Could you return all of the entries below exactly, minus the pictures?
-.-.-
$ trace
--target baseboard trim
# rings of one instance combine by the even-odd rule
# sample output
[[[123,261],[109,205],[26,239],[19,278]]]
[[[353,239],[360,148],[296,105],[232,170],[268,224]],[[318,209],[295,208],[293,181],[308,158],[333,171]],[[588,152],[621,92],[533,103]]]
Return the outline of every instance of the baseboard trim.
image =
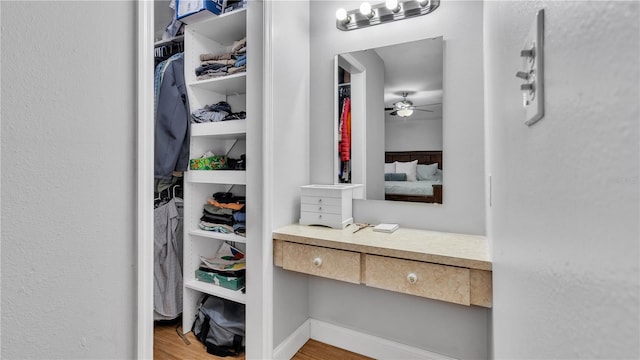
-.-.-
### Answer section
$ trace
--target baseboard trim
# rings of one instance combine by the even-odd rule
# sample output
[[[123,261],[109,205],[26,239],[19,278]]]
[[[353,239],[360,148],[296,105],[232,170],[268,224]],[[318,209],[295,208],[293,181],[308,158],[333,171]],[[588,152],[621,92],[533,103]]]
Return the outline of every instance of the baseboard trim.
image =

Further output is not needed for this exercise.